*GIVEN RECORDS:*
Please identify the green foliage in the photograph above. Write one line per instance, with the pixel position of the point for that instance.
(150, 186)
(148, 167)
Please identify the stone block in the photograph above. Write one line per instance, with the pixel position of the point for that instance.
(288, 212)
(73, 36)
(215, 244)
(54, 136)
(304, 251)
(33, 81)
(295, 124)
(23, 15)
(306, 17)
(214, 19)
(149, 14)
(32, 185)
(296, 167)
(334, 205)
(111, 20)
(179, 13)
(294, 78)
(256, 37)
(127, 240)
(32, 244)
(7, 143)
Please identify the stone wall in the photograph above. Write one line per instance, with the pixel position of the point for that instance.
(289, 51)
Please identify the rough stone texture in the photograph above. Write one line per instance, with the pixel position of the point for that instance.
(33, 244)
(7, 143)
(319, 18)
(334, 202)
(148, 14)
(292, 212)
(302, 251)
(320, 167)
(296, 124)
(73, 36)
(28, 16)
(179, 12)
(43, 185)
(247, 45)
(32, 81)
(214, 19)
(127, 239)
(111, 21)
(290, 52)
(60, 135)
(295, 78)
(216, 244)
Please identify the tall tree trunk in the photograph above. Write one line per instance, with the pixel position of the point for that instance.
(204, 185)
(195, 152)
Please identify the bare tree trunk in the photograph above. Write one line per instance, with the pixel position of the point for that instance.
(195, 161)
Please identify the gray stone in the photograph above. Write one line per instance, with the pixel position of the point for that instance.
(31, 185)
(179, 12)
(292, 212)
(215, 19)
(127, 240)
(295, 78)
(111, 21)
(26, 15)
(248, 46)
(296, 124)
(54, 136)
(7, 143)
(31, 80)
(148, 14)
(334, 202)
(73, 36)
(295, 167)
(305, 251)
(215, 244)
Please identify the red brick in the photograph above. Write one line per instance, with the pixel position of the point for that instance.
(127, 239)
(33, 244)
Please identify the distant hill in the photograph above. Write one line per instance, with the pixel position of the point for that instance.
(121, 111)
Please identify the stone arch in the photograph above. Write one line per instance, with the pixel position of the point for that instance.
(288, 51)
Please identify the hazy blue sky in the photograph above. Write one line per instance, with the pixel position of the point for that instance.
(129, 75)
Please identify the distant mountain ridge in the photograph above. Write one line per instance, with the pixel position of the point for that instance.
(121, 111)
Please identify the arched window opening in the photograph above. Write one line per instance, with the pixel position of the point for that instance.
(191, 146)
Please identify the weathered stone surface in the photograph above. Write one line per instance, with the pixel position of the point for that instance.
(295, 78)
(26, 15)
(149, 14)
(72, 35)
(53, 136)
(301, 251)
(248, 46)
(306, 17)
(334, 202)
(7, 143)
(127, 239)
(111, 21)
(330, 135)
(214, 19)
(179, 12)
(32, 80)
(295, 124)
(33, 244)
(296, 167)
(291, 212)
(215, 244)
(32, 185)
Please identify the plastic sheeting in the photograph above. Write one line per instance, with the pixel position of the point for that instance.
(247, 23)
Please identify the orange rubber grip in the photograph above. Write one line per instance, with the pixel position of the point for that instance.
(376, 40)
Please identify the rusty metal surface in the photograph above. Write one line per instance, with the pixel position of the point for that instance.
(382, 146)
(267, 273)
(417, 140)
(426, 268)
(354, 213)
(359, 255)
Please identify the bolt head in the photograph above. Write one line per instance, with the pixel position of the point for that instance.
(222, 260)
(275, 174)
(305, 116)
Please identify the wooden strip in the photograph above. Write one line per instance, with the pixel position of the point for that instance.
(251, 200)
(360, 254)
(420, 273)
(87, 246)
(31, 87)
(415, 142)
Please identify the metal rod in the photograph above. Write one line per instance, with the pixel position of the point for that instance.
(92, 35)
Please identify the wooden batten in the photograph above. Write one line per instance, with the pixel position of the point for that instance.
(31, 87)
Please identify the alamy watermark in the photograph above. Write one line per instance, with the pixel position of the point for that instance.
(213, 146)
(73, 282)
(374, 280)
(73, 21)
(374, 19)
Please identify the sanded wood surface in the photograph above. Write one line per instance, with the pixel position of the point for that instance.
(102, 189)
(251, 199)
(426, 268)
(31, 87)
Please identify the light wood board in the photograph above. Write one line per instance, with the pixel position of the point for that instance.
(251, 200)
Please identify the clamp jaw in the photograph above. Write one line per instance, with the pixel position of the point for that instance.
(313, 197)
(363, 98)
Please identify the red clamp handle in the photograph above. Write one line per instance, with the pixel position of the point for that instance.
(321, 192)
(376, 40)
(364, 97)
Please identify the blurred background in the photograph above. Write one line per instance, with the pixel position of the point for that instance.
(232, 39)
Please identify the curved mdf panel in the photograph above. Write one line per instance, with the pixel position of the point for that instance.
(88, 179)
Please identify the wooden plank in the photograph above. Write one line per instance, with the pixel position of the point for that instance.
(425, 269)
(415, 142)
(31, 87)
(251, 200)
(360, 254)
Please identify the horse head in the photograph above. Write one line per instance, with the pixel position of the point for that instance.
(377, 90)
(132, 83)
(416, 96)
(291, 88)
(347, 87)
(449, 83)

*TASK OBJECTIVE:* Nothing should be left out when the listing is retyped exactly.

*TASK ANSWER:*
Please identify the green foliage in the photograph above. Write one line per instance, with the pixel position of the point for that instance.
(150, 186)
(148, 167)
Please identify the stone block in the photograph above. Write one line per instance, with the pixel position of the point for that instance.
(288, 212)
(73, 36)
(215, 244)
(54, 136)
(304, 251)
(33, 81)
(295, 124)
(23, 15)
(306, 17)
(214, 19)
(149, 14)
(32, 185)
(296, 167)
(334, 205)
(111, 20)
(179, 13)
(294, 78)
(256, 37)
(127, 240)
(32, 244)
(7, 143)
Please identify the stone wall in the photograph above. Write one line per instance, with the pixel position of the point for that instance.
(289, 51)
Please identify the rough stone texture in the photograph above. Write one line per instance, with the pixel position of the point for that instance.
(33, 244)
(7, 143)
(319, 18)
(334, 202)
(148, 14)
(292, 212)
(302, 251)
(320, 167)
(296, 124)
(73, 36)
(28, 16)
(179, 12)
(43, 185)
(247, 45)
(32, 81)
(214, 19)
(127, 239)
(111, 21)
(290, 52)
(60, 135)
(295, 78)
(216, 244)
Please identify the tall tree trunk in the photograph above. Write one line per instance, with the pixel position of the point for that instance.
(204, 185)
(195, 152)
Please identify the bare tree trunk in the photograph above. Write one line per instance, with the pixel position of the point for that instance.
(195, 161)
Please identify the gray stone in the photograph above. Write one line per instance, with the pixel position of the point for that instance.
(31, 185)
(179, 12)
(292, 212)
(215, 19)
(127, 240)
(295, 78)
(111, 21)
(26, 15)
(248, 46)
(296, 124)
(54, 136)
(7, 143)
(31, 80)
(148, 14)
(334, 202)
(73, 36)
(295, 167)
(305, 251)
(215, 244)
Please identify the red brick in the photograph above. Write one line per instance, with the pixel position of the point for that instance.
(127, 239)
(33, 244)
Please identify the distant hill in the photograph above. Write one line per instance, with the pixel position of the point for that instance.
(121, 111)
Please identify the stone arch in the photograph above. Write one line per instance, with the pixel position of the point for that instance.
(288, 51)
Please identify the hazy blue sky in the photograph above. Write one line per instance, with the pixel position of the point for that instance.
(129, 75)
Please identify the distant mountain ridge in the photograph above. Write one line per instance, with the pixel position of the point for that instance.
(121, 111)
Please identify the arched window opening in the photograph above. Write one line per instance, with the pixel position of the point for that instance.
(191, 146)
Please identify the weathered stone surface in the photograph above. Write one line per instance, with the pixel position of the point for that instance.
(295, 78)
(26, 15)
(149, 14)
(72, 35)
(53, 136)
(301, 251)
(248, 46)
(306, 17)
(334, 202)
(7, 143)
(127, 239)
(111, 21)
(330, 135)
(214, 19)
(179, 12)
(32, 80)
(295, 124)
(33, 244)
(296, 167)
(291, 212)
(215, 244)
(32, 185)
Please identify the plastic sheeting in the photograph above. Write one line per instance, with the pixel position of the point for that instance.
(247, 23)
Please identify the orange rubber grip in the photograph above. Write one line per instance, with the pixel position of the point for that instance.
(376, 40)
Please identify the rusty metal surface in the photograph above. Write one line per instance, with the pixel position of the point for that instance.
(382, 146)
(267, 273)
(417, 140)
(426, 268)
(354, 213)
(359, 255)
Please identify the bolt head in the photograph above. Write one line per instance, with the pixel position of the point for that instance.
(222, 260)
(275, 174)
(305, 116)
Please identify the wooden strip in the photograph above. Write one line per instance, with the pixel position of the point for that instance.
(251, 200)
(360, 254)
(420, 273)
(87, 246)
(31, 87)
(415, 142)
Please identify the metal rod in the photograph above. Write one line per instance, with the pixel position of the point for that instance.
(92, 35)
Please identify the wooden batten in the photograph above. Write one line per instance, with the pixel position of the point for that instance.
(31, 87)
Please identify the alamy watermark in the photograph above. Write one line per instance, with the pixel position of the point for that instance.
(213, 146)
(73, 282)
(374, 280)
(73, 21)
(374, 19)
Please identify the sanded wood surface in the photograph above. Write one line per instance, with the pixel position of the point for that instance.
(102, 189)
(251, 199)
(426, 268)
(31, 87)
Please identify the light wood board in the photograph above. Write one line per instance, with the pixel position of the point for that instance.
(251, 200)
Please identify the clamp jaw in the photograph above. Write one line per instance, with the pixel position of the point for that instance.
(313, 197)
(363, 98)
Please identify the red clamp handle in the photograph above. Write one line per instance, with the pixel position of the point for that instance.
(321, 192)
(376, 40)
(364, 97)
Please identify the blurred background in the photograph above. Write one line per instance, with the pixel position of the point for that instance.
(232, 39)
Please identify the curved mdf panel in the photograph above. Write one line per instance, with the pixel position of the point for that instance.
(88, 179)
Please identify the wooden plank in the photograph above. Write one line per instance, with the pixel position of the point for that instance.
(425, 269)
(415, 142)
(31, 87)
(251, 200)
(360, 254)
Please identify the horse head in the photograph above. Write one line per instance, with the pixel position of the point for that instance.
(377, 90)
(132, 83)
(416, 96)
(291, 88)
(347, 87)
(449, 83)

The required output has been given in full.